### Do this
Extend the passage about the figure bound to the theatrical stage, beginning right after its final sentence.

### Text extract
RETURN

A STRANGE STATEMENT

Beginning through a novel premise: there is a figure who is bound by the theatrical stage.

An actor, an orator, an extra, a prop, a body, a subject framed by a proscenium existing between the dressing room and its curtain. Isolated, they have been sequestered to perform. To enact specific scenes, recite the given scripts, becoming a stand-in under an unknown agency in a theatre absent of any spectators. As if rehearsing for a play that will never open, waiting for a director’s cue that may never arrive, or facing a curtain that shouldn’t be raised, this dramatic world is all the performer knows. 

A character of gradual corrosion, the figures' interiority is established through their absences, what is discarded or withdrawn from direction. As each act further hollows their interiority, they are dressed with a disidentification. To be oneself less, yet, incapable of fully revoking. Even when the subject's constitution is corpse and carted away, its presence still violates the status of its surroundings. Traces lurk, rather injure, as the actor is replaced, reinstated, reified, and dissipated into the background. Their lack exposed, spilling on stage only then to be absorbed by a coercive gap which inscribes itself as an antagonist mise-en-scène. Divorcing the actor’s world to hold existence without clear destinations. Abiding by the theatrical interval, they are paused in impasse, posed in an ending that mustn't.

Scenes echoing, impersonating an external world have been truncated, transgressed into rarefied sites of exception. Provocative of an unreconciled world where vacancy as disparity acts as a suspension, a cut, redolent of a change of order, an unraveling law of the land, another world becoming dormant. What remains, what is residual, is theatrical evidence. Released material of illegitimate posters, apparent scripts, signed contracts and indictment reports, divisions of scenography, relinquished props, seized photographs, private audio and film recordings. Documentation of the extra-juridical which alone serves to distance us from the original events. As a  denial to the anti-spectacle, we as mere witnesses, glimpse through a disquieting frame of a world that was and is no longer.

### Data section
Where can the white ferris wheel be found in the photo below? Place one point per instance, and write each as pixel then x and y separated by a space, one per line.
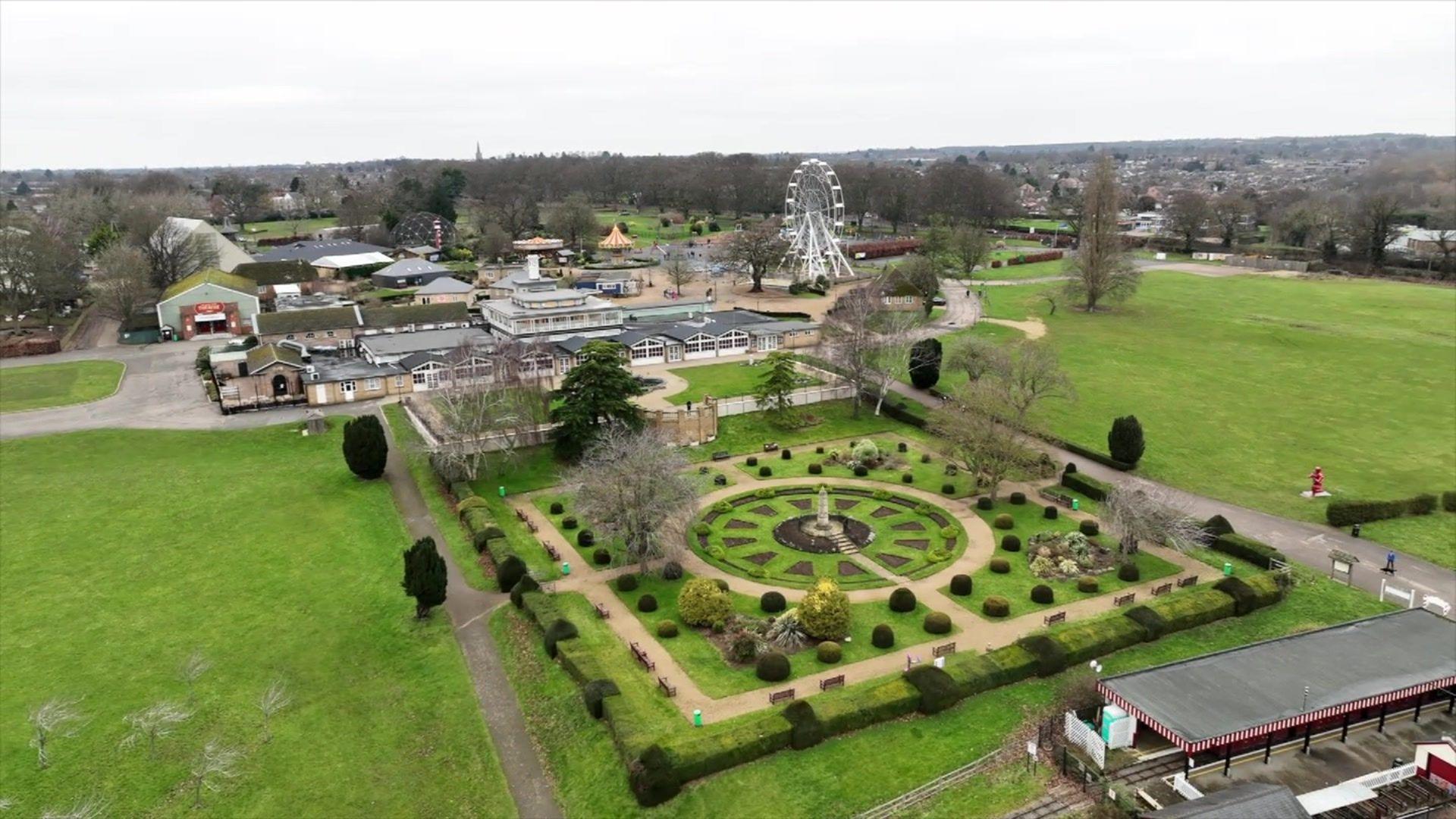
pixel 813 223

### Written answer
While the impulse to hunt for motive, prior meaning, to anchor this theatrical servitude of aesthetic and ethical liquidation, is, in effect, discoloured, exploited, spoiled by the director's divorced lens. As any act produced, its remnants unclassified, or leaked, reviewing the evidence impairs its predecessor, interrogates presuppositions and discredits where and when this drama-affected scenery, the subject-actor, the nominal authority and their timeless bondage, might remain just for show.

Behind the scenes, this conceptual world concentrates Matthew Lloyd’s work as a drama that is cinematically alluring, albeit strangely inaccessible. As if witnessing a secret ceremony, or glimpsing beyond the restricted cordon. The work, quarantined in action and indifferent to spectatorship, keeps the observer at a disconcerting separation yet without lessening the lure to stare, listen, and move more closely.

Lloyd’s work is a crime, and the stage, the scene of. Primarily due to how their theatre inhabits itself as an estranged site of exception. A moribund underworld whose framework is being ambiguously unsettled, wrapped by scripted severances. This chasm-theatre, turned prison, courtroom, lecture hall, and comedic stage, produces what has seemingly been collapsed (perhaps fallen from the outside world) and licensed its omissions to be excavated in a deficient play. All the while, the original caveat for such dramatic exceptions, the official announcement of violation, remains but a shadow looming throughout the stage, fogging this theatrical universe as indeterminate and liminal.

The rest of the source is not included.